**Page extract:**

****************************************

Queen Elizabeth’s Platinum Jubilee was celebrated across the length and breadth of Great Britain this past weekend. Millions turned out for the festivities, with zillions more tuning in from home. But the Queen’s 70th anniversary on the throne carried special meaning for Shield Pest Control, Corgi Hosiery, Stinking Bishop cheese, Armitage Pet Products and some 800 other UK companies in every imaginable field of endeavor, all recipients of the most coveted celebrity endorsement in the world—a Royal Warrant of Appointment.

A royal warrant is a document issued to select businesses that provide goods or services to the royal family—virtually any good or service you can think of (other than the professional ministrations of doctors, lawyers, bankers and such). Either the Queen or Prince Charles can bestow a royal warrant, which carries the right to promote one’s brand with the phrase “By appointment to [insert royal personage name here].”

Whatever field you’re in—elevator repair, waste disposal, horse feed, liquefied petroleum gas, kilts, puddings, steel-framed farm buildings, dry-cleaning, tiaras, luxury cars, breakfast cereals etc. etc.—you can apply for a royal warrant. To qualify, you’ll need to have provided your wares or services to a member of the royal household for at least five of the last seven years. Once bestowed, a royal warrant is good for five years, but can be renewed if all criteria continue to be met.

A royal warrant can go a long way toward burnishing one’s brand and competitive standing. While the financial bump is impossible to quantify, Brand Finance, a UK-based brand valuation consultancy, estimates that some companies attribute as much as 5% of their revenue to having a royal warrant.

Just as there are many ways to qualify for a royal warrant, there are at least as many ways to forfeit one. A warrant may not be renewed, or may be canceled outright, if the quality of the product or service declines, or if ownership of the business changes hands, say, through the departure of the owner or its acquisition by another company. Benson & Hedges forfeited its warrant in 1999 because “the Queen did not want to be seen to be endorsing products that killed her subjects,” according to The Guardian. And in 2015, Volkswagen lost out due to an emissions scandal that forced the recall of more than a million cars in the UK, including several in the royal fleet.

Bad manners can also be a deal killer. It’s permissible to display a royal warrant on a company’s products, signage, vehicles, letterhead, ads and marketing materials—but never in a vulgar or showy manner. “You would not be allowed to produce ‘Royal Oxford Marmalade’ with a coat of arms several times bigger than the word ‘marmalade,’ much less include a line that said, ‘As eaten by Her Majesty the Queen on toast for breakfast daily’” says author Tim Heald. “That would be very bad form indeed.”

Following the 2017 publication of her autobiography, June Keaton, director of luxury lingerie company Rigby & Peller and long-time bra-fitter to the Queen, was struck from the rolls on TMI grounds. While Buckingham Palace did not comment, it was generally understood that the book, Storm in a D-Cup, was overly revealing in its accounts of fittings with the Queen and other female members of the Royal household. Presumably they were not amused.

The origins of the royal warrant go back to 1155, when King Henry II (most famous for ordering the murder of Thomas Becket) gave a Royal Charter to the Worshipful Company of Weavers for clothing and wall hangings. Seven centuries later, Queen Victoria handed out some 2,000 royal warrants during her 63-year reign.

To date, Berry Bros. & Rudd, purveyors of fine wine and spirits, hold the unofficial record for longest-held royal warrants—they’ve been so honored since 1903. Their brand hardly needs another royal boost, but they’ll get one anyway this Jubilee summer. The company is marketing Taylor’s Very Very Old Tawny Port as its special Platinum Jubilee offering. A royal bargain at £352 a bottle.

****************************************

(Collected data entries)

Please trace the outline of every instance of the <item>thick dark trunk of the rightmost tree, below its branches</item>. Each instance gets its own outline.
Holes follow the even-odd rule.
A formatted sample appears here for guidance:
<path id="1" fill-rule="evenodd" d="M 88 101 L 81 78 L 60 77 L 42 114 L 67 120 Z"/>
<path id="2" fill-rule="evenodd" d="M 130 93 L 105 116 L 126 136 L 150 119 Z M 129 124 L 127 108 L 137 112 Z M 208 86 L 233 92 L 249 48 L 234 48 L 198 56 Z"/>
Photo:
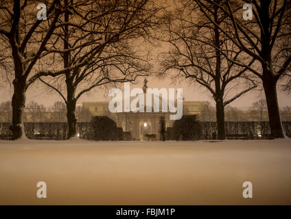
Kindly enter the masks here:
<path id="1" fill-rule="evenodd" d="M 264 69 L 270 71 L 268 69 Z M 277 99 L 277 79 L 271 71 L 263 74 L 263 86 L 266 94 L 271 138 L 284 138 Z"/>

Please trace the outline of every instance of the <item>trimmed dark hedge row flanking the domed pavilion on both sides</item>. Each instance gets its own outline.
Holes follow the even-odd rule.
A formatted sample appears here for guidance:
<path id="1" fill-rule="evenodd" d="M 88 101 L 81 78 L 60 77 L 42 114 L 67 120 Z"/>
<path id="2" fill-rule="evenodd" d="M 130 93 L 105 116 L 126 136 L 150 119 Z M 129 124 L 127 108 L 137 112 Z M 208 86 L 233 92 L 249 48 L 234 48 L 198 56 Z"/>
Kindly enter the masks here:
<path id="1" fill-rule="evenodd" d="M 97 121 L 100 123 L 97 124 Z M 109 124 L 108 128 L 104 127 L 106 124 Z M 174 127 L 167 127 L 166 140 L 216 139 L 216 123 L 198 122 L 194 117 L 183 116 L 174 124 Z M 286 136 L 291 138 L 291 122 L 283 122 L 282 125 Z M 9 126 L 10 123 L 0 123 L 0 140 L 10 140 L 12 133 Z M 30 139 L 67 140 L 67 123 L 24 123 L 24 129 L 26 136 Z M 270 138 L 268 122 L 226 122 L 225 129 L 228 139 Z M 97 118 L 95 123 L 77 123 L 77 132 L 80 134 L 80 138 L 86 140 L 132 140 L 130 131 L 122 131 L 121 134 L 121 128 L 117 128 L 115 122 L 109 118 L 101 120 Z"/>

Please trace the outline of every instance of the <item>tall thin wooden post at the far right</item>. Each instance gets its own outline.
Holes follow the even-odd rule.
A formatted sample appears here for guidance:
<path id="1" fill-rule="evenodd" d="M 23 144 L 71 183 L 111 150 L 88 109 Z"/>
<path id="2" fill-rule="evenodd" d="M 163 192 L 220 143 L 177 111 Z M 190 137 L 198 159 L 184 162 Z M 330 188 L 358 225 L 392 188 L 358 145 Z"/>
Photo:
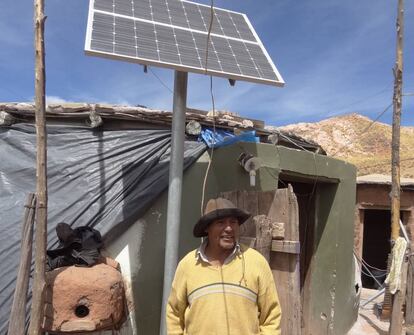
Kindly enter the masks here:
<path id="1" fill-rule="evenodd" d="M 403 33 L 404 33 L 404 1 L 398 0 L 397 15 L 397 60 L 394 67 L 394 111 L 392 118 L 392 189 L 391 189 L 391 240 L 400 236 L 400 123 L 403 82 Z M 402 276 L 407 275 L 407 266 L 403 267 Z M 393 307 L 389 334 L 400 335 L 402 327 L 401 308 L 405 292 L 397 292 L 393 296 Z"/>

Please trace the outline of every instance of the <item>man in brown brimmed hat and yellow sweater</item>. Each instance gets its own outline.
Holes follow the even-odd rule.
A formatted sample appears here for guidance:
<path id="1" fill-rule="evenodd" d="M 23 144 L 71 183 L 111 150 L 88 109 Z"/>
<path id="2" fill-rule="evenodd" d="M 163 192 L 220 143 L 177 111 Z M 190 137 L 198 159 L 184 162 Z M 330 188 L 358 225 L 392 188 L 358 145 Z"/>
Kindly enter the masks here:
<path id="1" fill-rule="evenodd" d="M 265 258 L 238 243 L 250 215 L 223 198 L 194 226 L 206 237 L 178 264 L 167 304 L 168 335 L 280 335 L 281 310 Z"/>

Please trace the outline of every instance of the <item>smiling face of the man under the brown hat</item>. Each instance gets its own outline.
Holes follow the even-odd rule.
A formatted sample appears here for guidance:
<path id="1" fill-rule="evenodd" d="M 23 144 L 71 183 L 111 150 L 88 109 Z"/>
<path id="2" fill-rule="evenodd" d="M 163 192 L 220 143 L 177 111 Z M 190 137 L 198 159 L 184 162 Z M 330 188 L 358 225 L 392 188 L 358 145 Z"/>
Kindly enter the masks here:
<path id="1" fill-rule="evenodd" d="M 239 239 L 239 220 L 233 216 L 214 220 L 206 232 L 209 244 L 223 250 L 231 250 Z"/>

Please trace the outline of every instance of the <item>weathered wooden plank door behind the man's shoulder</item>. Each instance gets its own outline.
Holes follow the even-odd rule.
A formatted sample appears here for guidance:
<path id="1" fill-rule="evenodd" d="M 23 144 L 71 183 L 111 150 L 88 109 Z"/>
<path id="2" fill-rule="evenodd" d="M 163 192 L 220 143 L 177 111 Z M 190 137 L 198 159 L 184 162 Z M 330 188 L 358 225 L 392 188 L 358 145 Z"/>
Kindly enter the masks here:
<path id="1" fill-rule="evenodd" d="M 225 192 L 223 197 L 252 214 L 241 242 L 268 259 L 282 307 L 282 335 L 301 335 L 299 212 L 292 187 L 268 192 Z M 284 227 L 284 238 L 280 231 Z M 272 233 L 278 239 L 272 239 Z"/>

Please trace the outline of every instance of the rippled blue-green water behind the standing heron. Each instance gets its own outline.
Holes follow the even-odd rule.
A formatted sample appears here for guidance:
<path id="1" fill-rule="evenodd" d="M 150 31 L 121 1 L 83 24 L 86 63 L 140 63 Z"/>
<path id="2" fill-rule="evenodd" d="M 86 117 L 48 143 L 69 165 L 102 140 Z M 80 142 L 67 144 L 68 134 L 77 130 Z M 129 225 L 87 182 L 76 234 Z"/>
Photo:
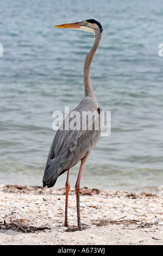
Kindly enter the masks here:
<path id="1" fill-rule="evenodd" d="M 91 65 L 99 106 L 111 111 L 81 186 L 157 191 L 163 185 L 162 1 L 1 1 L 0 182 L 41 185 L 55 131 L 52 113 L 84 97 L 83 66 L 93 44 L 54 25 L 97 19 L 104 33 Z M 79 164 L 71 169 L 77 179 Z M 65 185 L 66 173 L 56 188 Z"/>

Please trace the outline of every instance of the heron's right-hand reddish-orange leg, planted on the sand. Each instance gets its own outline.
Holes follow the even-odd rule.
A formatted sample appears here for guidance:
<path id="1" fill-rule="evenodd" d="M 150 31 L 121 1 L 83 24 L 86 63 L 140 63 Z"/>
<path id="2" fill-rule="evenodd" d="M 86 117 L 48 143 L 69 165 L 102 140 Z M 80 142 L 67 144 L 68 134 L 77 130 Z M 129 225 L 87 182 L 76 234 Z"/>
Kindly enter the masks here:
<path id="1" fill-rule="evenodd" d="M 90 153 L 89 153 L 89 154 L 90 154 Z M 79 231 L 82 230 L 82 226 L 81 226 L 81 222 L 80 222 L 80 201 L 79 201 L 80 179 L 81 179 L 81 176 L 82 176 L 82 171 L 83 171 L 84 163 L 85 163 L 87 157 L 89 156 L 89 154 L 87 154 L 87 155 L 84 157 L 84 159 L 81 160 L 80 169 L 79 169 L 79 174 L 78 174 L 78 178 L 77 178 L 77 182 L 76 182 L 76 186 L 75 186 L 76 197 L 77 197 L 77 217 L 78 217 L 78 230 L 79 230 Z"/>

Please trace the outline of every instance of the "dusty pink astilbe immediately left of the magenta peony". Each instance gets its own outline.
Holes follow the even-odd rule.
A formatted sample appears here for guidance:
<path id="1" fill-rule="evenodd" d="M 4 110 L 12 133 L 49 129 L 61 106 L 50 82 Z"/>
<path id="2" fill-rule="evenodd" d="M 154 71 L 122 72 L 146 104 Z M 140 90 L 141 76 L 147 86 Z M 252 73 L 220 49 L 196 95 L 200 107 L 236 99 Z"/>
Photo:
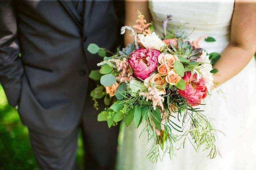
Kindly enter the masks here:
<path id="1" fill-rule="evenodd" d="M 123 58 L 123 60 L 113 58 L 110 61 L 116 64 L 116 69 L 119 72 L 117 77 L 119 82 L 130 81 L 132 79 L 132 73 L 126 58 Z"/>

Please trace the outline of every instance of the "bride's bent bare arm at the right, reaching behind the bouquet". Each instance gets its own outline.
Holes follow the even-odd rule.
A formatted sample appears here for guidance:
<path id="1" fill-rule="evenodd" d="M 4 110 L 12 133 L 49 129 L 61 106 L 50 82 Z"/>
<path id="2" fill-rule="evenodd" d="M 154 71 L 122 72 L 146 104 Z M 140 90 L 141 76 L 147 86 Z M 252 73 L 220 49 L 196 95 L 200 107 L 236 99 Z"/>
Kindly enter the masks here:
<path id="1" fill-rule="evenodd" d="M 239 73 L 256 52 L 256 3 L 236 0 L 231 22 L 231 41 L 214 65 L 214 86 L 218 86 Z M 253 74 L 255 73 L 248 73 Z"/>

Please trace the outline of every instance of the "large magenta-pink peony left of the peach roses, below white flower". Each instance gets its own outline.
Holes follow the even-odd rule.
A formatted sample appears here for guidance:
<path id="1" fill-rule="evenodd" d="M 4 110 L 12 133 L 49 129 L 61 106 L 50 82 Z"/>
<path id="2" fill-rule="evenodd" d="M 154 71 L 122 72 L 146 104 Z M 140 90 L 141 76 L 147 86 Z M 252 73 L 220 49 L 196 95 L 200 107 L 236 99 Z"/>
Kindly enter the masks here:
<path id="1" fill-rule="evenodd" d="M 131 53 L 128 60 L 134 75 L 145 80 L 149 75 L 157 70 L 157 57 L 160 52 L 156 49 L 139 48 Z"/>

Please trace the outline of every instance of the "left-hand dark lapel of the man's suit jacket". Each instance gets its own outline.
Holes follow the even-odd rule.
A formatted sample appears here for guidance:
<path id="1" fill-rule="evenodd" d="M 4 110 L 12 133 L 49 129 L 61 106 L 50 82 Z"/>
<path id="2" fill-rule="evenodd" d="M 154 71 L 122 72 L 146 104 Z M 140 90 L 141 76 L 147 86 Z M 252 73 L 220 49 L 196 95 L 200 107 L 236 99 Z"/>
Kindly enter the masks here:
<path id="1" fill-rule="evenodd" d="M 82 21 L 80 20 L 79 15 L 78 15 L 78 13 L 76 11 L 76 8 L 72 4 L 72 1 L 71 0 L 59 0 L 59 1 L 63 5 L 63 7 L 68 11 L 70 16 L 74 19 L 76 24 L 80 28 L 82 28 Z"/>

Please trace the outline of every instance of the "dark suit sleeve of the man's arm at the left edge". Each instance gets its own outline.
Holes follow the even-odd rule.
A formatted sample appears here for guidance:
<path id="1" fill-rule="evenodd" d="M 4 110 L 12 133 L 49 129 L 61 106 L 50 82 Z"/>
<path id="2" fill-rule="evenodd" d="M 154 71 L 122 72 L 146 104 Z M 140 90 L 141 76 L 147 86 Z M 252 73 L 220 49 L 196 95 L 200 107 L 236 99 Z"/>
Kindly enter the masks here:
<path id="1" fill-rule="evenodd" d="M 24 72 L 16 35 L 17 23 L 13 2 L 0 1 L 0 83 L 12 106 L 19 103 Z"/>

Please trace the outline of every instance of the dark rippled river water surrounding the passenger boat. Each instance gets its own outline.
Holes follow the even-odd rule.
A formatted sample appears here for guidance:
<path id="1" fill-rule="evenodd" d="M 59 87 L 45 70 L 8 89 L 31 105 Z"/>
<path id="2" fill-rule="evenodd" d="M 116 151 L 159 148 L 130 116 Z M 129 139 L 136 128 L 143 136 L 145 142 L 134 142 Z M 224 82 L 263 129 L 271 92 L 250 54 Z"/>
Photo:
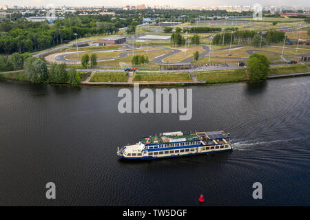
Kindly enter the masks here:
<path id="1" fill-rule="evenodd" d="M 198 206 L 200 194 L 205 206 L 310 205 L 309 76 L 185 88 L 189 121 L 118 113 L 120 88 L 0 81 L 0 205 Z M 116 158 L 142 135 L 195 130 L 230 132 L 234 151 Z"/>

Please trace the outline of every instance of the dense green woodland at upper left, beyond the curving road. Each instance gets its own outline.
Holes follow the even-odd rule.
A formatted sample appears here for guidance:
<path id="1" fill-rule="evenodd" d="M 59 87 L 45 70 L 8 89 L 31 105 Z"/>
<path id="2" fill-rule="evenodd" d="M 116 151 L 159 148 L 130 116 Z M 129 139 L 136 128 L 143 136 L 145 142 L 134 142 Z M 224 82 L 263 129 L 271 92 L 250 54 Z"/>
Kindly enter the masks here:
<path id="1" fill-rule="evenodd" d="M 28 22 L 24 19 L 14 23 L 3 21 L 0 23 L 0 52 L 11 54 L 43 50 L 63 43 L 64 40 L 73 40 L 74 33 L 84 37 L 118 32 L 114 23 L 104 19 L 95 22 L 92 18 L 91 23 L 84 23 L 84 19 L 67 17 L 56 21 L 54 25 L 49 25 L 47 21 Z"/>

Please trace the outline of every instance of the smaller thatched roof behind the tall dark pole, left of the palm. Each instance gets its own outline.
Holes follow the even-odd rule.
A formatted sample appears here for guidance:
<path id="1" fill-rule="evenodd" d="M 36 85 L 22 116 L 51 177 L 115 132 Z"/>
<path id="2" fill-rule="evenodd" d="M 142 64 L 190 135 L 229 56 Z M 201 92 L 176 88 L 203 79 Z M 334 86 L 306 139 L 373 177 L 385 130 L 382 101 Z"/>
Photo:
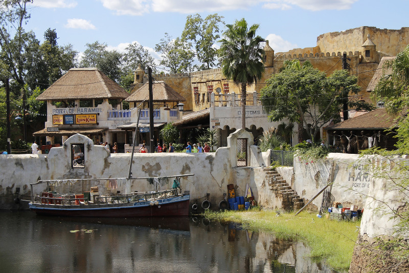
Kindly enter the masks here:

****************************************

**Goal of the exercise:**
Answer these questions from the royal warrants article:
1. Once bestowed, how long is a royal warrant good for?
2. In what year did Benson & Hedges forfeit its warrant?
3. Since what year have Berry Bros. & Rudd held royal warrants?

**Reply to the exercise:**
1. Five years
2. 1999
3. 1903